## Data for the task

▽

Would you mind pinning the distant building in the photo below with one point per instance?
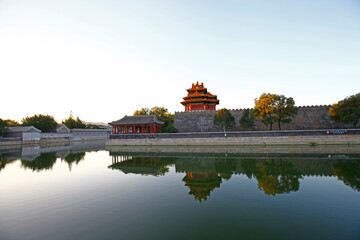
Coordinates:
(137, 124)
(25, 133)
(62, 129)
(199, 98)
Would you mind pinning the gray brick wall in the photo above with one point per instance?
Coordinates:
(308, 117)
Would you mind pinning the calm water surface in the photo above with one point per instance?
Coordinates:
(85, 191)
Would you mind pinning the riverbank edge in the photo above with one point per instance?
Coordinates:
(6, 144)
(241, 141)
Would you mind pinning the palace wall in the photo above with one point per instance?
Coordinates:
(308, 118)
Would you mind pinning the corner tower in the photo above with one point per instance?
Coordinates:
(199, 98)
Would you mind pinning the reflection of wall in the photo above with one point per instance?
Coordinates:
(29, 153)
(275, 175)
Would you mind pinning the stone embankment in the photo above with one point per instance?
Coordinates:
(291, 137)
(308, 118)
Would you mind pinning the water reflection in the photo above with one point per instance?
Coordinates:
(205, 170)
(275, 174)
(40, 158)
(349, 173)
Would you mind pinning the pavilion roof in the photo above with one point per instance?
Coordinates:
(137, 120)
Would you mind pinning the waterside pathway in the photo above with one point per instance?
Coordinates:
(89, 191)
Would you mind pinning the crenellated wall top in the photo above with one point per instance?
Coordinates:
(242, 109)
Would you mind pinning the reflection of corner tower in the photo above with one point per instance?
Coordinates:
(199, 98)
(201, 184)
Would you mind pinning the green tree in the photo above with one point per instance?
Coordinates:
(284, 110)
(163, 115)
(71, 122)
(224, 120)
(4, 124)
(347, 110)
(45, 123)
(265, 109)
(247, 120)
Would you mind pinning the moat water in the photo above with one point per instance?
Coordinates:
(88, 191)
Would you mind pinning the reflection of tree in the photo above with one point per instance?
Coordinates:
(43, 162)
(249, 166)
(278, 178)
(349, 173)
(225, 167)
(201, 184)
(3, 162)
(74, 158)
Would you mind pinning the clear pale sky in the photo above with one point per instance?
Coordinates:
(105, 59)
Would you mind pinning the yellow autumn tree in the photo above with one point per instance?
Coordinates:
(264, 108)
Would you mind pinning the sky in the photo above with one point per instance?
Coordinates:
(105, 59)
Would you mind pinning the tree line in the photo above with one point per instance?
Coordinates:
(273, 108)
(45, 123)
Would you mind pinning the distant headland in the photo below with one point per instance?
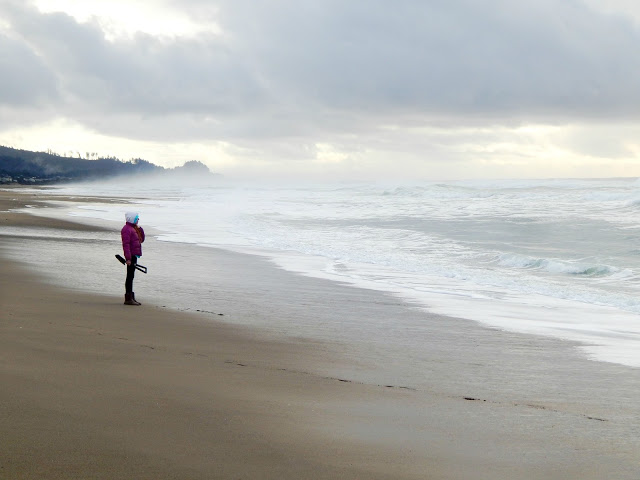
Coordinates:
(42, 168)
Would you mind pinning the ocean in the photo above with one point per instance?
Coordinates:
(558, 258)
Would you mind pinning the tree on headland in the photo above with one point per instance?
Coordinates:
(23, 166)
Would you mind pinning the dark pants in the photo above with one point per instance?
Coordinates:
(131, 270)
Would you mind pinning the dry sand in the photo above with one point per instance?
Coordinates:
(94, 389)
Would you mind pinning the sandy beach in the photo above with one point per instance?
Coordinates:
(94, 389)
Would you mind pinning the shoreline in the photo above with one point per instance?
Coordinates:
(149, 392)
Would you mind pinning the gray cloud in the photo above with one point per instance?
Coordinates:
(304, 68)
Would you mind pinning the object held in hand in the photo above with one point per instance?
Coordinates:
(142, 268)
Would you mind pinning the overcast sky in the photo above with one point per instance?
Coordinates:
(329, 89)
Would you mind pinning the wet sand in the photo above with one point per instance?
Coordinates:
(95, 389)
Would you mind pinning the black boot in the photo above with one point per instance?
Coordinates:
(133, 297)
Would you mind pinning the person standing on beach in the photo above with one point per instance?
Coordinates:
(132, 238)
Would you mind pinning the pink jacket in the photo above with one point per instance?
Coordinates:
(131, 242)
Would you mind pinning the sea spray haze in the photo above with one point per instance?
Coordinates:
(550, 257)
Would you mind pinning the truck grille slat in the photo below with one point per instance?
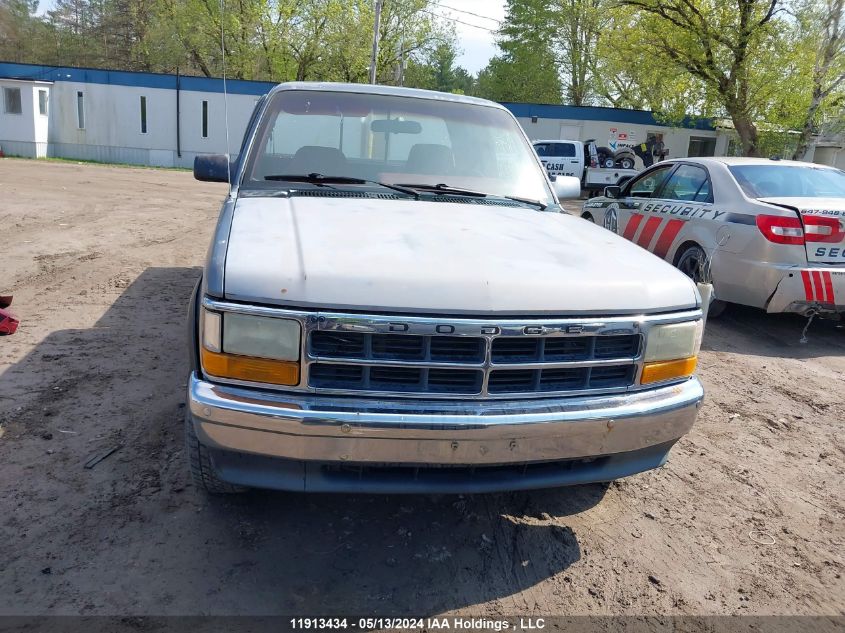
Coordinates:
(447, 364)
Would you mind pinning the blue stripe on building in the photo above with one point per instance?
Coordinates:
(241, 87)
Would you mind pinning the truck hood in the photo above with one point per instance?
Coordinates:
(439, 257)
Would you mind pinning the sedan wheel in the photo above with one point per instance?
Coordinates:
(693, 263)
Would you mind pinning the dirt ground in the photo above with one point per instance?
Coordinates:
(746, 517)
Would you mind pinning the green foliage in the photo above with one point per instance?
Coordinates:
(774, 70)
(527, 68)
(436, 70)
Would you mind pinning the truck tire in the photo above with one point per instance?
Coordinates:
(202, 472)
(690, 262)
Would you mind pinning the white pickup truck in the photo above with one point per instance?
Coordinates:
(393, 301)
(567, 158)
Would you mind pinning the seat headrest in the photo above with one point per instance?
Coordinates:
(430, 158)
(310, 159)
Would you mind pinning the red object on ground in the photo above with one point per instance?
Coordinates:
(8, 322)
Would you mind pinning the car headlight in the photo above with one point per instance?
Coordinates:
(671, 351)
(251, 348)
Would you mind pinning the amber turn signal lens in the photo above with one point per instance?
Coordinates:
(668, 369)
(274, 372)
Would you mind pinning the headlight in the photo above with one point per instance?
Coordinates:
(671, 351)
(252, 348)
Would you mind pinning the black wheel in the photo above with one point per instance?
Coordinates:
(202, 471)
(693, 263)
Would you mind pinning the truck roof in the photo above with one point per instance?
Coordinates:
(394, 91)
(746, 160)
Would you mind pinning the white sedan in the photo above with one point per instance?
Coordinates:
(767, 233)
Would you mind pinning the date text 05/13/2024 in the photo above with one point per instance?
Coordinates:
(455, 623)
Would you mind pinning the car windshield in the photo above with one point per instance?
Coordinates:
(393, 140)
(789, 181)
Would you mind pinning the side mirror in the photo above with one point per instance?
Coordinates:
(566, 187)
(212, 168)
(613, 191)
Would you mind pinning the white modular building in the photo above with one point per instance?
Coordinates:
(166, 120)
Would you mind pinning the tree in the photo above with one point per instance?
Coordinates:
(526, 70)
(721, 44)
(823, 26)
(20, 30)
(436, 70)
(578, 25)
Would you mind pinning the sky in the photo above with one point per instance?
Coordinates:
(474, 20)
(478, 44)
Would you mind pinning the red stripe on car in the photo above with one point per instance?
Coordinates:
(808, 285)
(817, 285)
(631, 227)
(667, 236)
(828, 288)
(649, 230)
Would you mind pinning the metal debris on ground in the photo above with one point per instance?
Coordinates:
(101, 456)
(804, 338)
(8, 321)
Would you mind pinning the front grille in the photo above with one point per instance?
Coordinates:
(397, 379)
(446, 364)
(400, 347)
(520, 349)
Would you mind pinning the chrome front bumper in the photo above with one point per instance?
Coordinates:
(344, 430)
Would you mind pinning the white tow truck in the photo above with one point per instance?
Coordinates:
(563, 157)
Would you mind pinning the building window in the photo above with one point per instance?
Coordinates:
(143, 115)
(12, 99)
(80, 110)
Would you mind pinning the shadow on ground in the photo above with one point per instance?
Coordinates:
(133, 536)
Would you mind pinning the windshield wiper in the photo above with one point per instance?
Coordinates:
(445, 189)
(321, 179)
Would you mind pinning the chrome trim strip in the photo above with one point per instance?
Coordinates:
(486, 328)
(398, 431)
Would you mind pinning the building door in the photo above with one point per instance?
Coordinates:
(702, 146)
(570, 132)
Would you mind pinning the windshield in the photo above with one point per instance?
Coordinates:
(789, 181)
(394, 140)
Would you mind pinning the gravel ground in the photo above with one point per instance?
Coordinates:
(746, 517)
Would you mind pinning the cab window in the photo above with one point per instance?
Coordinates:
(566, 150)
(689, 183)
(647, 184)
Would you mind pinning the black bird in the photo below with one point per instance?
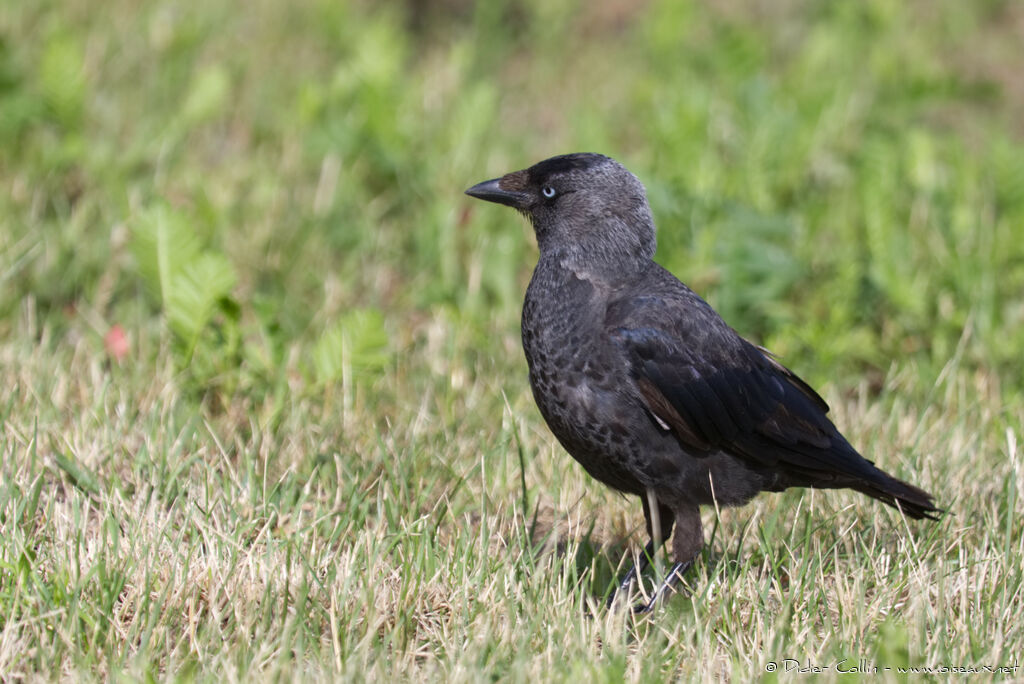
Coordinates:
(645, 385)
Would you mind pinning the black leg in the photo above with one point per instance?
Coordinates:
(638, 567)
(667, 586)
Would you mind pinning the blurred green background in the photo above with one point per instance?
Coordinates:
(270, 182)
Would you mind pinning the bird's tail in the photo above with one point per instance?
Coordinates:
(912, 501)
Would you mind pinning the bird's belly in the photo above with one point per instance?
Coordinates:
(593, 423)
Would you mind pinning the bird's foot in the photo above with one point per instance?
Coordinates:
(667, 587)
(638, 567)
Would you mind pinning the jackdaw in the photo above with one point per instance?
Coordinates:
(645, 385)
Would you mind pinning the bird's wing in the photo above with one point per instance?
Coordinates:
(719, 392)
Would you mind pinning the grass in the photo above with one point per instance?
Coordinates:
(317, 456)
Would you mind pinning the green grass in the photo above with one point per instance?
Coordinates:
(318, 457)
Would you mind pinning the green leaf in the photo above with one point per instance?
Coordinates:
(163, 243)
(357, 343)
(195, 294)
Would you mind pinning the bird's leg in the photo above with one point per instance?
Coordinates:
(668, 585)
(659, 520)
(685, 546)
(638, 567)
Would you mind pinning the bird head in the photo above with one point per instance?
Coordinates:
(587, 209)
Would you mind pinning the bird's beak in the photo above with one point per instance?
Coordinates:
(493, 191)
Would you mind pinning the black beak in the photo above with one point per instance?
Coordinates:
(492, 191)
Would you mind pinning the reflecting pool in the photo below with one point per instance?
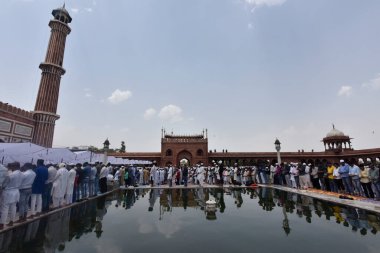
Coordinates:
(180, 220)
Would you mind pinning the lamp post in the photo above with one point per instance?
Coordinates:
(106, 146)
(277, 145)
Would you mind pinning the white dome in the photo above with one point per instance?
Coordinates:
(335, 132)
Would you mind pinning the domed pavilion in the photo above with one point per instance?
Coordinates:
(337, 141)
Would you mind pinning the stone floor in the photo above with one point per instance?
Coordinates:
(358, 202)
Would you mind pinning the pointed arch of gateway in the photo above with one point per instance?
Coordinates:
(184, 154)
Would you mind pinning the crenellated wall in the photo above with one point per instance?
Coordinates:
(16, 125)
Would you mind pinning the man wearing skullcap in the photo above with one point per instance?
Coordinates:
(59, 186)
(26, 190)
(374, 178)
(11, 195)
(4, 178)
(38, 187)
(344, 171)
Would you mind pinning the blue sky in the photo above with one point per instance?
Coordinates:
(248, 70)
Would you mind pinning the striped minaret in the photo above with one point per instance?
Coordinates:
(45, 111)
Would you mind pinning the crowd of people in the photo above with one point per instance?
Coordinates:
(40, 187)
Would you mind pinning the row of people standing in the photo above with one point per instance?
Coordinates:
(351, 177)
(47, 187)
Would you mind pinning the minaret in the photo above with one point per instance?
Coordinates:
(45, 111)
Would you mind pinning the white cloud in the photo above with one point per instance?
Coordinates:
(258, 3)
(149, 113)
(171, 113)
(374, 83)
(119, 96)
(345, 91)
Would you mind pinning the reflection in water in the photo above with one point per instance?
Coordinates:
(43, 236)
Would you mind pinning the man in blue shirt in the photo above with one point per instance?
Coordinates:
(86, 180)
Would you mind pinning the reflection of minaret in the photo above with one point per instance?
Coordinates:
(45, 111)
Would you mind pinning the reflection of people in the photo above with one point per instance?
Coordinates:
(5, 240)
(185, 198)
(100, 212)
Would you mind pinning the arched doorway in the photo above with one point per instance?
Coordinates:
(184, 154)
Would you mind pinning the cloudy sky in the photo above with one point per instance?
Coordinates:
(248, 70)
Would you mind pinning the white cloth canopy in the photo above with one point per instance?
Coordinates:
(30, 153)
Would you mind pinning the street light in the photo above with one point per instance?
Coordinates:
(106, 146)
(277, 145)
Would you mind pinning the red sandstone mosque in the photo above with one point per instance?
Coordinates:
(18, 125)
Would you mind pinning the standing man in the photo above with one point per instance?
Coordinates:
(11, 194)
(344, 171)
(86, 180)
(374, 178)
(170, 175)
(60, 186)
(355, 178)
(201, 174)
(185, 172)
(153, 172)
(25, 190)
(4, 178)
(38, 187)
(103, 179)
(70, 184)
(330, 176)
(93, 181)
(46, 196)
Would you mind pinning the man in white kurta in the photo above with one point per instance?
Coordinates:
(11, 194)
(60, 185)
(153, 172)
(70, 185)
(201, 174)
(25, 190)
(4, 178)
(170, 175)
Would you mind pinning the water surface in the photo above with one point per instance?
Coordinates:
(178, 220)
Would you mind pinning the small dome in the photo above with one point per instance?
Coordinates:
(62, 11)
(334, 132)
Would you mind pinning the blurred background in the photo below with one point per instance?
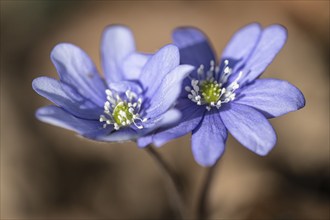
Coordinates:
(51, 173)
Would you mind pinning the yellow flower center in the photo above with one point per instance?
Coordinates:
(211, 91)
(122, 115)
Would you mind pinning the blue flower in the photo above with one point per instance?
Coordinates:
(135, 98)
(229, 96)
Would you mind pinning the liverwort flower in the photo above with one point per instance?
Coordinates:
(135, 98)
(228, 96)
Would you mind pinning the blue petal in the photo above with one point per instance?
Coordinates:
(57, 116)
(168, 91)
(242, 43)
(169, 118)
(117, 44)
(123, 86)
(191, 116)
(240, 47)
(144, 141)
(208, 139)
(157, 67)
(123, 134)
(272, 97)
(66, 97)
(249, 127)
(133, 65)
(194, 46)
(195, 49)
(76, 69)
(271, 42)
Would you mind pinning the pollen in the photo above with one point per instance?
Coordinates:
(211, 91)
(122, 110)
(122, 114)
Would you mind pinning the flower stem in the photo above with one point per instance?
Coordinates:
(173, 185)
(204, 194)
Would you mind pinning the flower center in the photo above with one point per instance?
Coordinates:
(122, 115)
(122, 111)
(208, 89)
(211, 91)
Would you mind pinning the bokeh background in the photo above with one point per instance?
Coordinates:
(51, 173)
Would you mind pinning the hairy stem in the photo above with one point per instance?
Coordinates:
(204, 194)
(173, 185)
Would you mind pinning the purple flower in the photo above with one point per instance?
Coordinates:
(136, 98)
(229, 96)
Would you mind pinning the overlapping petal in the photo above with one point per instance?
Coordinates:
(249, 127)
(133, 64)
(191, 117)
(271, 42)
(272, 97)
(157, 67)
(57, 116)
(208, 139)
(77, 70)
(168, 91)
(67, 97)
(116, 45)
(194, 46)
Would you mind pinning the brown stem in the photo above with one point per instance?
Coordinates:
(205, 191)
(173, 185)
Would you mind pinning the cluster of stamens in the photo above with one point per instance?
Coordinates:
(208, 89)
(122, 112)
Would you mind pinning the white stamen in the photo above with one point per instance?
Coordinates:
(121, 112)
(224, 94)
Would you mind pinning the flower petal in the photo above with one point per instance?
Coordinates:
(167, 118)
(239, 48)
(249, 127)
(66, 97)
(208, 139)
(171, 117)
(194, 46)
(76, 69)
(168, 91)
(157, 67)
(272, 97)
(117, 44)
(191, 116)
(57, 116)
(242, 43)
(133, 65)
(195, 49)
(123, 134)
(271, 42)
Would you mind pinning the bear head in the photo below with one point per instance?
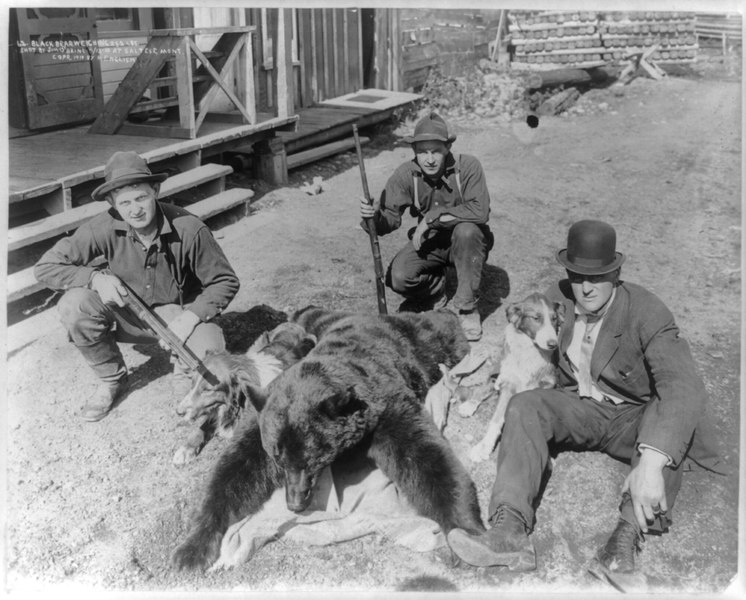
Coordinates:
(311, 417)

△

## Your task
Everything from the line with "Would you mind pinning the white stamen" through the final line of the records above should be written out exactly, minus the pictures.

## Written response
Would you mind pinning the white stamen in the photo above with one point per instance?
Coordinates:
(121, 112)
(224, 94)
Would you mind pinning the flower petal in the photo above with one point per instance?
Coordinates:
(167, 118)
(239, 48)
(249, 127)
(66, 97)
(208, 139)
(171, 117)
(194, 46)
(76, 69)
(168, 91)
(157, 67)
(272, 97)
(117, 44)
(191, 116)
(57, 116)
(242, 43)
(133, 65)
(195, 49)
(123, 134)
(271, 42)
Would you mind pinning the bear head in the photo below with one point per instance?
Coordinates:
(311, 417)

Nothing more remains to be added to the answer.